(Stored dataset items)
====================

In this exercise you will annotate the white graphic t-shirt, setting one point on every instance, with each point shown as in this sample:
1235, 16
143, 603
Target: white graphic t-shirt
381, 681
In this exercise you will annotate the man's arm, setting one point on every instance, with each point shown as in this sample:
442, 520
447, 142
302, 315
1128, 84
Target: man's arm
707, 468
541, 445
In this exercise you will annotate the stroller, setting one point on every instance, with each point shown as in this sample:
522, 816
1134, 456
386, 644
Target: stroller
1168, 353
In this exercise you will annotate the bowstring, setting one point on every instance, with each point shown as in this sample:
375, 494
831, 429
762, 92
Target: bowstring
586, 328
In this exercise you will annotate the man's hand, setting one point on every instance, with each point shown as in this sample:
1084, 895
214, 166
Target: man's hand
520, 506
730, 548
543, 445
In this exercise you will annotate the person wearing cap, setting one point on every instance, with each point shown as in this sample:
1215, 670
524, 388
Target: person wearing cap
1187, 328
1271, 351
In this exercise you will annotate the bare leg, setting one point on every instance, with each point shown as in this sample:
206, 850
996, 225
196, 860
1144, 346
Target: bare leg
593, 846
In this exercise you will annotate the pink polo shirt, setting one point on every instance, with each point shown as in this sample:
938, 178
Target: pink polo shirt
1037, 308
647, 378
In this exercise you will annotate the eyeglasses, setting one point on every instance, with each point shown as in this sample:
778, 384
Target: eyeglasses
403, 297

====================

● Task instructions:
Nothing should be left out: repeat all of the data exactly.

● The response:
In this exercise you will annotate the white graphic t-shirt, setting one point on every instance, with each point shown as in this sample:
1235, 16
143, 603
Target: white graphic t-shirt
381, 681
In this exercise you will annotate the man's arm, setting one point on every instance, with each point shown as in this sample:
442, 520
447, 142
302, 315
1128, 84
Target: man's arm
707, 468
541, 445
In this exercise you will annotate the stroller, setting one point on every instance, with each point shown as in this sample:
522, 816
1134, 456
386, 644
Target: stroller
1168, 353
In this exercise you will annotate the bowstring, setting one point on every instance, with each point shown as in this sample:
375, 494
831, 429
762, 92
Target: bowstring
586, 328
In this exercise you will annotate the man's hand, setting one point on every instance, with each point shown as in this sample:
1084, 895
214, 166
Target: man's hand
520, 506
730, 548
543, 445
In this exercise you will annotate the person wearing cap, setting one point on every instance, with each point shown as in this sample:
1215, 670
524, 388
Target: person wearing cap
1187, 328
1271, 351
In this exercise you will annotate the bare leg, setting one point on every instance, with each point shown as in this sample:
206, 850
996, 225
196, 860
1144, 346
Target: bare leg
593, 846
In this exercise you will annotate the pink polo shirt, setting one point on every instance, with each point shown as in this sample:
938, 178
Target: pink polo shirt
1037, 308
647, 378
In this exercise you will annotate the eyeglasses, setting one point on every instance, with each point shown as in this sample:
778, 384
Target: eyeglasses
403, 297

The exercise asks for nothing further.